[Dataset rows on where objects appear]
===============

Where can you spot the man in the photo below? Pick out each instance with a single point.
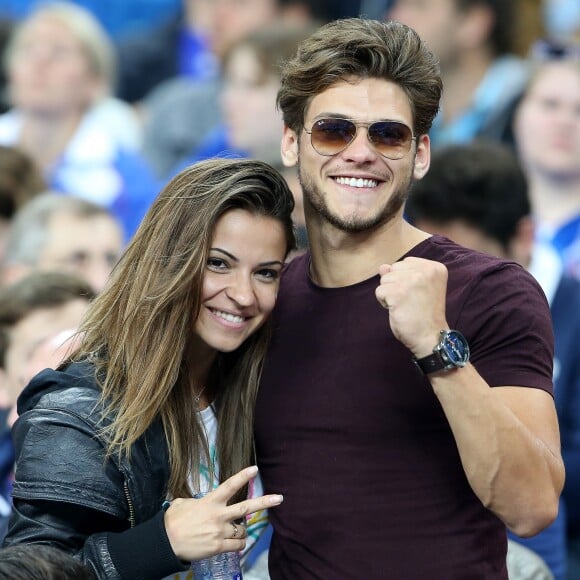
(63, 233)
(477, 195)
(395, 460)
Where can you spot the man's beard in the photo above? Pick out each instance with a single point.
(354, 224)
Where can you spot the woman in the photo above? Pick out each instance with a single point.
(172, 344)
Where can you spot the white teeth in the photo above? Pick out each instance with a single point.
(357, 182)
(227, 316)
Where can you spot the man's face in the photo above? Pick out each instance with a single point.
(547, 123)
(357, 189)
(88, 246)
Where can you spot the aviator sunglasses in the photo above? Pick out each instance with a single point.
(330, 136)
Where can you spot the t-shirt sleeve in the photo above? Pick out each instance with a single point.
(506, 319)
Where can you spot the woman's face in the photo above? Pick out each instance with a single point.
(241, 278)
(49, 71)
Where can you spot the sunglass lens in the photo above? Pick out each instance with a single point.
(391, 139)
(330, 136)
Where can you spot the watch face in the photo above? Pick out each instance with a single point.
(455, 348)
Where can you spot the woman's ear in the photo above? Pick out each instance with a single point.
(289, 147)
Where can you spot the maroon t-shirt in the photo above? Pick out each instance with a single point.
(355, 439)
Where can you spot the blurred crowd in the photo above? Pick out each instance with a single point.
(101, 102)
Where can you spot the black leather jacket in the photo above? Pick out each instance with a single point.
(108, 513)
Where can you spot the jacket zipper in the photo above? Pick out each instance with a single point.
(129, 503)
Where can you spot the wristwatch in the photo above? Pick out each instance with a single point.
(452, 351)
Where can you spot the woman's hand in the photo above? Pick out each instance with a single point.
(199, 528)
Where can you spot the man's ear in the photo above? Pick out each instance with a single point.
(289, 147)
(422, 157)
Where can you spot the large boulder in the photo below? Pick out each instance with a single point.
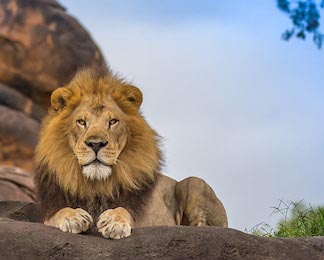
(41, 47)
(21, 239)
(16, 184)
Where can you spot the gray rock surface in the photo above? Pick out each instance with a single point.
(31, 240)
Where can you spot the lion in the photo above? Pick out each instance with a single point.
(98, 165)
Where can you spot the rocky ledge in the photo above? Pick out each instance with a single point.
(23, 237)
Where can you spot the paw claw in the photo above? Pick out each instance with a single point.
(114, 226)
(74, 220)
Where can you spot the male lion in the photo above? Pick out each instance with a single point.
(98, 159)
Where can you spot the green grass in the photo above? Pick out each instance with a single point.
(298, 220)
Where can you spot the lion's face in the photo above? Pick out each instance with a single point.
(95, 140)
(97, 137)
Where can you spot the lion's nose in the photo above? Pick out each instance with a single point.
(96, 146)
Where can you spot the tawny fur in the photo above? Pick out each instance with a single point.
(132, 168)
(133, 191)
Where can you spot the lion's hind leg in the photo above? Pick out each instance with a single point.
(198, 204)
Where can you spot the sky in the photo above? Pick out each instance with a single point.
(234, 104)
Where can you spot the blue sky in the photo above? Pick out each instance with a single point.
(234, 103)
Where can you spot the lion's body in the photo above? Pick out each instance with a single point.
(97, 154)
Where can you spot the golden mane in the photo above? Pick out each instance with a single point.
(136, 166)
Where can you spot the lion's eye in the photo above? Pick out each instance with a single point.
(113, 122)
(81, 123)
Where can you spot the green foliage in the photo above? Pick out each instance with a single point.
(305, 17)
(298, 220)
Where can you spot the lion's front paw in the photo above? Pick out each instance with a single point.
(71, 220)
(115, 223)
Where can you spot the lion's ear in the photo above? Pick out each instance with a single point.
(59, 98)
(133, 96)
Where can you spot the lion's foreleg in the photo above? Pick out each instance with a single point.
(70, 220)
(115, 223)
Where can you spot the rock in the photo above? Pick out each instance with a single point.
(16, 184)
(18, 137)
(41, 47)
(13, 99)
(27, 240)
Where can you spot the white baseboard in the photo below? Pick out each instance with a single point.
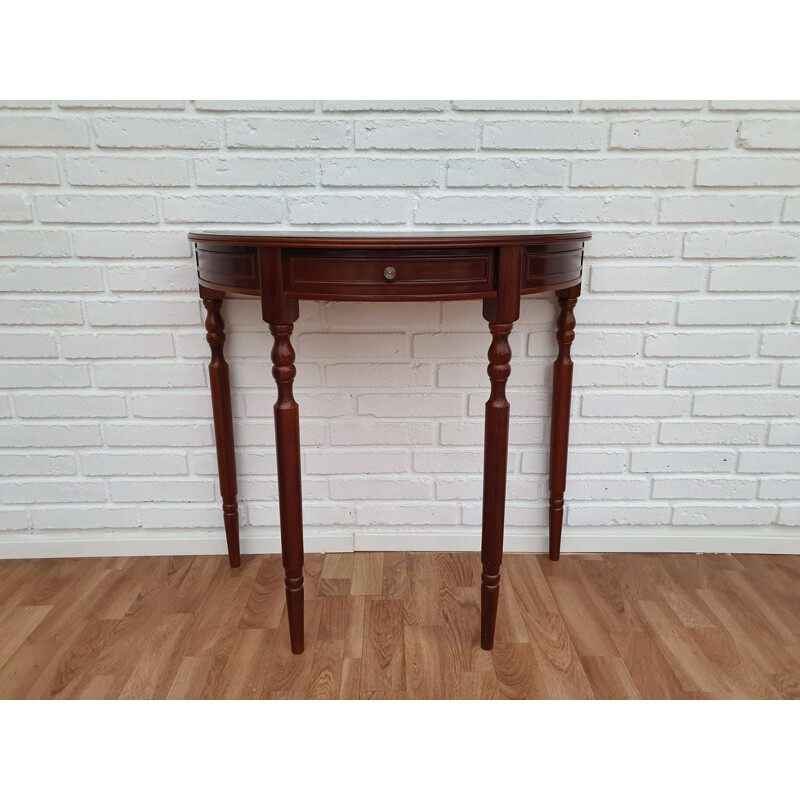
(665, 539)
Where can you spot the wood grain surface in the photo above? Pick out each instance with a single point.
(402, 626)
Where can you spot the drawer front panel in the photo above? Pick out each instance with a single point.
(401, 273)
(228, 266)
(550, 264)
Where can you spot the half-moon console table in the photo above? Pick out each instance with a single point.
(497, 267)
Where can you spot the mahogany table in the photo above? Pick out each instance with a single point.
(497, 267)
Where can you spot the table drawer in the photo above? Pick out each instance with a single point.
(390, 274)
(227, 265)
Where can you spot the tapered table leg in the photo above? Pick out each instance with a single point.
(223, 419)
(559, 426)
(287, 441)
(494, 478)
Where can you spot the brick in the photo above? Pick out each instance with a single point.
(748, 171)
(755, 105)
(143, 313)
(769, 461)
(514, 105)
(622, 311)
(683, 461)
(686, 432)
(433, 134)
(384, 105)
(784, 433)
(768, 243)
(608, 489)
(155, 374)
(471, 375)
(128, 171)
(116, 345)
(147, 464)
(647, 279)
(638, 244)
(147, 434)
(448, 461)
(727, 311)
(47, 491)
(584, 210)
(750, 404)
(379, 172)
(172, 105)
(86, 208)
(714, 374)
(145, 278)
(84, 518)
(789, 515)
(471, 432)
(33, 243)
(28, 345)
(764, 278)
(408, 514)
(707, 345)
(13, 376)
(157, 132)
(161, 491)
(244, 171)
(181, 405)
(346, 460)
(770, 134)
(641, 105)
(472, 210)
(673, 134)
(39, 131)
(69, 435)
(611, 432)
(400, 404)
(41, 170)
(353, 209)
(543, 135)
(41, 312)
(288, 134)
(655, 404)
(255, 105)
(707, 488)
(89, 406)
(738, 514)
(130, 244)
(222, 208)
(790, 374)
(39, 465)
(791, 209)
(780, 343)
(378, 375)
(381, 489)
(40, 278)
(652, 172)
(692, 208)
(605, 514)
(779, 489)
(370, 432)
(506, 172)
(15, 207)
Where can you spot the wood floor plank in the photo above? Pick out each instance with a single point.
(401, 626)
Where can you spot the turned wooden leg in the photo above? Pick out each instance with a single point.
(287, 440)
(494, 478)
(223, 420)
(559, 426)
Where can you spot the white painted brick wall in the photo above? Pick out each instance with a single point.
(687, 377)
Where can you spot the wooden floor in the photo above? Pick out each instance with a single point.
(402, 625)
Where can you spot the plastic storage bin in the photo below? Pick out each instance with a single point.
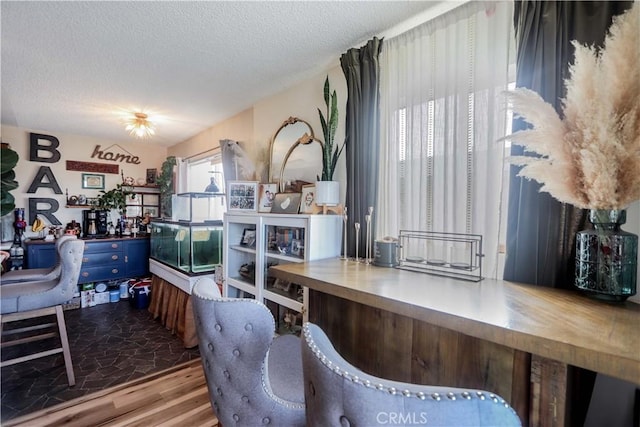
(140, 295)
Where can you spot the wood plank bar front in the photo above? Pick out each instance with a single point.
(416, 327)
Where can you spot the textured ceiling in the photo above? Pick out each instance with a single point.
(70, 67)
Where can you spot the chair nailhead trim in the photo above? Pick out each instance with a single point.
(306, 333)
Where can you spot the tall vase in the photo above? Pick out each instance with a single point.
(607, 257)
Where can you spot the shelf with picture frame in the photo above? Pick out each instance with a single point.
(254, 242)
(143, 200)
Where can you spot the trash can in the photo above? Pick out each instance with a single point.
(140, 295)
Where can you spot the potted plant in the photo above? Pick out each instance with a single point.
(328, 190)
(115, 198)
(589, 155)
(165, 185)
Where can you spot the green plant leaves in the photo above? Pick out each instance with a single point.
(329, 126)
(8, 161)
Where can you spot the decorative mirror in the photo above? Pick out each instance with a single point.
(293, 155)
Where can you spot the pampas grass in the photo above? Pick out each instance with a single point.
(590, 158)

===============

| Job |
Arrange the rows above as a numbered list, leaving out blank lines and all pictures.

| Answer for this exercise |
1. Where can you spot the man in the photo below? Pick out each instance with a single point.
2. (63, 233)
3. (477, 195)
4. (395, 460)
5. Where can you spot the man's beard in the photo above? Pick out each instance with a single point.
6. (354, 224)
7. Where can you spot the woman in the photo above? Pick out each instance with a single point.
8. (172, 344)
9. Where can you spot the white teeth in the photo above? Pick out each instance with a single point.
10. (357, 182)
11. (227, 316)
12. Where can you spot the man's face in the photo above? Pick out each instance with a single point.
13. (547, 123)
14. (357, 189)
15. (88, 246)
16. Where can you spot the aviator sunglasses in the photo above? Pick out each instance with a single point.
17. (330, 136)
18. Where can you spot the t-shirt sleeve in the photo above? Pick out each instance with a single point.
19. (506, 319)
20. Where can you spot the woman's face in the photo above? Pick out each instance with a single point.
21. (241, 278)
22. (49, 71)
23. Where can you spot the sunglass lens in the photo above? Pick out each instance with a single point.
24. (391, 139)
25. (330, 136)
26. Where can you spot the watch face in the photo above? Pick out each instance with a single point.
27. (455, 348)
28. Where can you spot the woman's ear in the photo above? Pick out each instance with a single point.
29. (289, 147)
30. Where can you spot the maroon t-shirt in the photo above? Pick out each instance with a single point.
31. (355, 439)
32. Where can you spot the blurred crowd in the photo above? Pick out each instance with a single point.
33. (101, 102)
34. Where can you spot the black leather jacket in the photo above? Pick out each instance with a single point.
35. (108, 513)
36. Where can you spot the jacket zipper in the photo above? Pick out each instance with a single point.
37. (129, 503)
38. Where can you spot the wristwatch in the photo above? Pick out each instance with a single point.
39. (452, 351)
40. Where can you spot the woman's hand in the photo above? Pick out each instance with a single point.
41. (199, 528)
42. Where can you spot the man's ear in the photo above? Pick out each instance with a single point.
43. (289, 147)
44. (422, 157)
45. Where can you spot the large boulder in the photo below? Pick out each instance with a single point.
46. (41, 47)
47. (21, 239)
48. (16, 184)
49. Where can you spot the gray rock surface in the photo above? Pick out each instance with a single point.
50. (31, 240)
51. Where can you spot the lion in the photo above? Pick out each instance with a single point.
52. (98, 165)
53. Where can you spot the rocky ledge in the photo above? Pick out each instance with a single point.
54. (23, 237)
55. Where can you spot the paw claw in the photo above? Pick out each instance with a single point.
56. (114, 226)
57. (74, 220)
58. Where can you spot the male lion in the photo above? Pick out each instance with a single point.
59. (98, 159)
60. Where can you spot the green grass in the photo above? Pick out each instance with a single point.
61. (298, 220)
62. Where can you spot the lion's face in the photo above? Pick out each instance with a single point.
63. (95, 140)
64. (97, 137)
65. Where can you spot the lion's nose in the photo above? Pick out each instance with a single point.
66. (96, 146)
67. Where can you spot the tawny fur in the photo above? Pick out each instance with a single point.
68. (132, 168)
69. (133, 191)
70. Where can you spot the lion's hind leg in the photo above? Pick out each instance with a single point.
71. (198, 204)
72. Where can you spot the sky in the photo above? Pick out each instance with a single point.
73. (234, 104)
74. Where can you spot the blue sky in the photo above? Pick out each instance with a single point.
75. (234, 103)
76. Where can you spot the lion's body in the photo above? Pick out each instance with a single point.
77. (97, 154)
78. Where can you spot the golden mane in the photo above? Pick out each instance with a single point.
79. (136, 166)
80. Where can you spot the lion's eye in the photo above? Pick out each instance with a single point.
81. (113, 122)
82. (81, 123)
83. Where can you spot the green foliage in the photo above? Pick out each instance with a single point.
84. (305, 17)
85. (298, 220)
86. Where can you spot the lion's front paw in the photo above? Pick out each instance with a single point.
87. (71, 220)
88. (115, 223)
89. Where can you spot the lion's ear in the photo above? Pick out each instance with a single point.
90. (59, 98)
91. (133, 96)
92. Where can you spot the lion's foreleg in the photo above? Pick out each instance with a single point.
93. (70, 220)
94. (115, 223)
95. Where can you spot the rock in the photo above? Pick out each instance with a single point.
96. (16, 184)
97. (18, 137)
98. (41, 47)
99. (13, 99)
100. (27, 240)
101. Where can you spot the white baseboard in the photo below? Pick out each instance with a single point.
102. (665, 539)
103. Where can you spot the wood grain surface in the photo above? Pick out each instance with a single point.
104. (402, 626)
105. Where can you spot the drawer front panel in the photo above? Pick out each instance with a single point.
106. (401, 273)
107. (228, 266)
108. (550, 264)
109. Where can you spot the half-moon console table in the photo above? Pick out each instance with a single point.
110. (497, 267)
111. Where can you spot the mahogany table in the photo above? Pick out each instance with a single point.
112. (497, 267)
113. Where can you spot the table drawer in the photo above? Pick out each instance with a single point.
114. (390, 274)
115. (227, 265)
116. Where can you spot the tapered table leg in the photo above? Pick out each instance with a single point.
117. (223, 419)
118. (559, 426)
119. (287, 441)
120. (494, 478)
121. Where can you spot the brick in the photo above? Pick out each instance with a single point.
122. (748, 171)
123. (755, 105)
124. (143, 313)
125. (769, 461)
126. (514, 105)
127. (622, 311)
128. (683, 461)
129. (686, 432)
130. (433, 134)
131. (384, 105)
132. (784, 433)
133. (768, 243)
134. (608, 489)
135. (155, 374)
136. (471, 375)
137. (128, 171)
138. (116, 345)
139. (147, 464)
140. (647, 279)
141. (638, 244)
142. (147, 434)
143. (448, 461)
144. (727, 311)
145. (47, 491)
146. (584, 210)
147. (750, 404)
148. (379, 172)
149. (172, 105)
150. (86, 208)
151. (714, 374)
152. (145, 278)
153. (84, 518)
154. (789, 515)
155. (471, 432)
156. (33, 243)
157. (28, 345)
158. (764, 278)
159. (408, 514)
160. (707, 345)
161. (13, 376)
162. (157, 132)
163. (161, 491)
164. (244, 171)
165. (181, 405)
166. (346, 460)
167. (770, 134)
168. (641, 105)
169. (472, 210)
170. (673, 134)
171. (39, 131)
172. (69, 435)
173. (611, 432)
174. (400, 404)
175. (41, 170)
176. (353, 209)
177. (543, 135)
178. (41, 312)
179. (288, 134)
180. (655, 404)
181. (255, 105)
182. (707, 488)
183. (89, 406)
184. (738, 514)
185. (130, 244)
186. (222, 208)
187. (790, 374)
188. (39, 465)
189. (791, 209)
190. (780, 343)
191. (378, 375)
192. (381, 489)
193. (40, 278)
194. (652, 172)
195. (692, 208)
196. (605, 514)
197. (779, 489)
198. (370, 432)
199. (506, 172)
200. (15, 207)
201. Where can you spot the wood floor plank in the photo above? Pick out each instance with a single point.
202. (401, 626)
203. Where can you spot the turned wooden leg in the photo above? Pick out each instance with a single point.
204. (287, 440)
205. (494, 478)
206. (223, 420)
207. (559, 426)
208. Where can you spot the white painted brick wall in the photo above? Pick out each instance with a single point.
209. (687, 377)
210. Where can you spot the wooden floor in the photo above? Pick out each instance with a single point.
211. (402, 625)
212. Where can you spot the plastic storage bin in the photo below? Pick out each instance with a single point.
213. (140, 295)
214. Where can you spot the wood plank bar front in the photo above? Pick out each instance with a single point.
215. (416, 327)
216. Where can you spot the textured ceiling in the photo above? Pick out each instance with a single point.
217. (70, 67)
218. Where can you spot the chair nailhead trim in the photo above? Pick out each instance with a single point.
219. (306, 333)
220. Where can you spot the tall vase in the photo above? Pick out each instance with a single point.
221. (607, 257)
222. Where can you spot the shelf with picture frame in the photo above? Pick out each instance with a single point.
223. (254, 242)
224. (143, 200)
225. Where can you spot the trash can in the photo above? Pick out each instance with a single point.
226. (140, 295)
227. Where can you spot the potted plant in the photo above? Pick out each instance with a single point.
228. (328, 190)
229. (115, 198)
230. (589, 155)
231. (165, 185)
232. Where can you spot the green plant leaves in the photo above? Pick out each instance with a single point.
233. (329, 126)
234. (8, 161)
235. Where can you spot the decorative mirror in the photo above? Pick out each instance with a single point.
236. (293, 155)
237. Where can you spot the pampas grass in the photo above? Pick out each instance with a single point.
238. (590, 158)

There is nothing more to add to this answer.